Records from a collection
"""
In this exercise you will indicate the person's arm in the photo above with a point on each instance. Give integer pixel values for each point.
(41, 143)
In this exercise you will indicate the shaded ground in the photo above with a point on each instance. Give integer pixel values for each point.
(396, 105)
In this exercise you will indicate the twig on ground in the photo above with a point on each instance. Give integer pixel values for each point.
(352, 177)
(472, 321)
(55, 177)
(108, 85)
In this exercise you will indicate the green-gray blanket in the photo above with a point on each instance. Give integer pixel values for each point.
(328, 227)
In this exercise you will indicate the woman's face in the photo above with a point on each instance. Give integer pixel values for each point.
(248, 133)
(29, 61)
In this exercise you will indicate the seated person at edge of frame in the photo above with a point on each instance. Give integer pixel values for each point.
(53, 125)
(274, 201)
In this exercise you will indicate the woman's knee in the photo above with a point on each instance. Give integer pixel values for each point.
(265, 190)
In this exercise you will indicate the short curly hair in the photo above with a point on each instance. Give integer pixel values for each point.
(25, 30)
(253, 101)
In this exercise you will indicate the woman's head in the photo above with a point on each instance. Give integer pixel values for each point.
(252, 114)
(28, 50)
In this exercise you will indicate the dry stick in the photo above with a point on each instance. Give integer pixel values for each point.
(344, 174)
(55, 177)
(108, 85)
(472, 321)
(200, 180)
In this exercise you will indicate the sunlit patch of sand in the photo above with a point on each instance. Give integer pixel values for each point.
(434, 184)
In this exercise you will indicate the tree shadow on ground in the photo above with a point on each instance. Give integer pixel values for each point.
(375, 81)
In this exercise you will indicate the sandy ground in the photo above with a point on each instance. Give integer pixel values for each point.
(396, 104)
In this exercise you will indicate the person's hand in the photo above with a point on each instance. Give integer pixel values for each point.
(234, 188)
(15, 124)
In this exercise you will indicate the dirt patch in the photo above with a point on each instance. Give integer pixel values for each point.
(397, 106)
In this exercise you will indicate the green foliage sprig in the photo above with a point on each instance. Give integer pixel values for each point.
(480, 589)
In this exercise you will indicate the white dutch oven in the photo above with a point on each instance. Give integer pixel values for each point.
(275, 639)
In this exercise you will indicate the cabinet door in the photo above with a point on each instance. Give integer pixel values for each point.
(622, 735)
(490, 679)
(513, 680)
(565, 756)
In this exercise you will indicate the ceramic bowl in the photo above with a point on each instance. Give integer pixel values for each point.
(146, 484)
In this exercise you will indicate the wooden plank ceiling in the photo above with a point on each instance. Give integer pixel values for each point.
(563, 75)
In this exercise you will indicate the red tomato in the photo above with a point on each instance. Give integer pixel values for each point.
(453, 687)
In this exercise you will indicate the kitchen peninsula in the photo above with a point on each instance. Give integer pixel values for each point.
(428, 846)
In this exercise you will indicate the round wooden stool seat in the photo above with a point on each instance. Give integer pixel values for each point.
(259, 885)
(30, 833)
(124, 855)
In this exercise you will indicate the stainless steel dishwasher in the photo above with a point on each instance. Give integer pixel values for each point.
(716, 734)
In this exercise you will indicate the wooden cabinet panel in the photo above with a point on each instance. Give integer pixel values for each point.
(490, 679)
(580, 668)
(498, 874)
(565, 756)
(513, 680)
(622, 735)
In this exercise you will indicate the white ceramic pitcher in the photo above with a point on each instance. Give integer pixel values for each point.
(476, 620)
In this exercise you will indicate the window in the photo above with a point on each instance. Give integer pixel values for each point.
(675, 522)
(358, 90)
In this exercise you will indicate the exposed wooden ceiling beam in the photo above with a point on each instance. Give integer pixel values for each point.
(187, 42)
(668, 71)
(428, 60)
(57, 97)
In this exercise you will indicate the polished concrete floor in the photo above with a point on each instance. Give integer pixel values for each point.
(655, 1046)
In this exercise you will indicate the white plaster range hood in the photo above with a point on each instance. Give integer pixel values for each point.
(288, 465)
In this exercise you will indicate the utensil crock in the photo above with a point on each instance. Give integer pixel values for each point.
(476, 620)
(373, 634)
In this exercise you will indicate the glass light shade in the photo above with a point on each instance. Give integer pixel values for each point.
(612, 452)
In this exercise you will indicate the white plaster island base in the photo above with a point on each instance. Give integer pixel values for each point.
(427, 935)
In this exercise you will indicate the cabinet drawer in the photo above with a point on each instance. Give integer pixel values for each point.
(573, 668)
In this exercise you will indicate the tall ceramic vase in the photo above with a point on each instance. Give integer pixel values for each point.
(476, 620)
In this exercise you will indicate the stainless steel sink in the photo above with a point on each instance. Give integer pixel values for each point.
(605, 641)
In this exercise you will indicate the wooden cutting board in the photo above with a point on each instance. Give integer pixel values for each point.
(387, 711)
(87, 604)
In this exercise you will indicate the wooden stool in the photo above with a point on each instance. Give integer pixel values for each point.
"""
Reproduce the data in full, exactly.

◆ **Result of this exercise**
In this exercise you will indicate the person's arm in the photo above with a point on each instance. Give integer pixel values for each point.
(41, 143)
In this exercise you will indicate the shaded ground in the photo above with a point on each instance. Give integer pixel values for each point.
(396, 105)
In this exercise you will indicate the twig on ground in the photo above with a point on each instance. Give integer pixel values for each point.
(352, 177)
(472, 321)
(55, 177)
(108, 85)
In this exercise you will indicate the green-gray blanket in the photo above with a point on each instance. Give integer pixel values for each point.
(328, 227)
In this exercise you will indicate the woman's face in the photo above with a point on each instance. Give integer pixel values for each point.
(248, 133)
(29, 61)
In this exercise you will indicate the seated person at edge of frame in the photo above with a point on each instance. Give integer pixel values for each point.
(53, 125)
(274, 201)
In this exercise you will indicate the woman's knee in the photo above with a point on each instance. Give integer pixel values for each point.
(265, 190)
In this exercise you will indicate the short curly hair in the photo above with a point on each instance. Give integer pixel values for each point.
(25, 30)
(253, 101)
In this exercise you will indicate the woman's head in the photo above with a point on each instance. Give integer pixel values for each point.
(252, 114)
(28, 50)
In this exercise you will indicate the dry stick in the photo above with a point on each instance. Give integer pixel values for each point.
(344, 174)
(55, 177)
(108, 85)
(472, 321)
(200, 180)
In this exercise you will indicate the sunlit patch of sand in the photo above with a point on each instance. Give integer pixel values for each point.
(434, 184)
In this exercise you will indicate the tree shadow on ground in the photo above with a point on each instance. Give integer pixel values for each point.
(375, 81)
In this exercise you will indicate the sandy ground in the photo above with a point on each instance. Give integer pixel values for each point.
(396, 104)
In this exercise you will indicate the person's hand in the photo above with a point on each instance. Give integer pixel values for each point.
(234, 188)
(15, 124)
In this exercise you will indicate the dirt patch in the photo above with a point on each instance. Give integer pixel values for each point.
(397, 106)
In this exercise you will indicate the green foliage sprig in the photo above with a point on each instance. Give integer pixel values for each point.
(480, 589)
In this exercise you will indicate the white dutch oven in the photo above with a point on each instance. Give integer pixel values for each point.
(275, 639)
In this exercise you will indicate the cabinet door in the photo above with a point on each instance. Give integer pixel values for each point.
(622, 735)
(490, 679)
(513, 680)
(565, 756)
In this exercise you will indicate the ceramic bowl in the photo above with a point on each instance. Give integer pixel values for each point.
(146, 484)
In this exercise you will indicate the wooden plank ceiling in the photo above with a point on each instance. Give integer pixel values for each point.
(563, 75)
In this exercise you will indicate the red tomato in the photo above with a point on each instance. Give integer pixel values for each point.
(453, 687)
In this exercise you will indicate the kitchen peninsula in the photo above with a point on each instance. Give integer pixel values for each point.
(428, 846)
In this exercise you will indicate the round wooden stool seat in the photo above with a point on each instance. Give integer pixel values for each point.
(259, 885)
(30, 833)
(124, 855)
In this exercise you will indicate the stainless steel dishwasher in the photo above with a point on each instance. Give integer pixel values for each point.
(716, 734)
In this exercise you will indicate the wooden cabinet panel in the photo above with a point on each instance. Give integer pixel values for each point.
(490, 679)
(580, 668)
(498, 874)
(565, 756)
(513, 680)
(622, 735)
In this exercise you will indicate the white ceramic pitcher in the photo above with a point on each instance. Give integer pixel values for each point.
(476, 620)
In this exercise you will indicate the window in the photo above with a point on each instance. Give integer pixel values for each point.
(675, 522)
(358, 90)
In this exercise you will indicate the exposed wooden ceiling beam in the photo above with a point on each instance. Give integer pixel values for each point.
(187, 42)
(668, 71)
(428, 60)
(57, 97)
In this exercise you will indicate the polished concrete floor in the photo above with a point on each instance. Give integer pixel values for each point.
(655, 1046)
In this exercise you will indicate the white plaster range hood in the photo above with a point on each instance. Give integer pixel values for each point.
(288, 465)
In this exercise you will indicate the utensil crock in the photo above with a point on each instance. Give integer pixel values for each point.
(476, 620)
(373, 634)
In this exercise you will indicate the glass light shade in the photo above with a point on each instance. Give integer pixel values for each point.
(612, 452)
In this exercise you will indicate the white plaster island base in the photo above with a point on each instance. Give integer pixel values for each point.
(427, 935)
In this exercise you will indicate the cabinet drawer in the photo above with a point on each instance. Give integer pixel values for each point.
(573, 668)
In this exercise you will indicate the tall ceramic vase in the photo above with a point on each instance. Give integer pixel values for each point.
(476, 620)
In this exercise you will indicate the stainless steel sink in the photo above with a point on each instance. Give integer pixel values for each point.
(605, 641)
In this exercise you will indicate the wooden cutting board in the photo above with a point on each instance. Give integer pixel values for each point.
(387, 711)
(87, 604)
In this exercise you will indicate the wooden stool in the photo above with a point on each instance. Give integer pixel values for each point.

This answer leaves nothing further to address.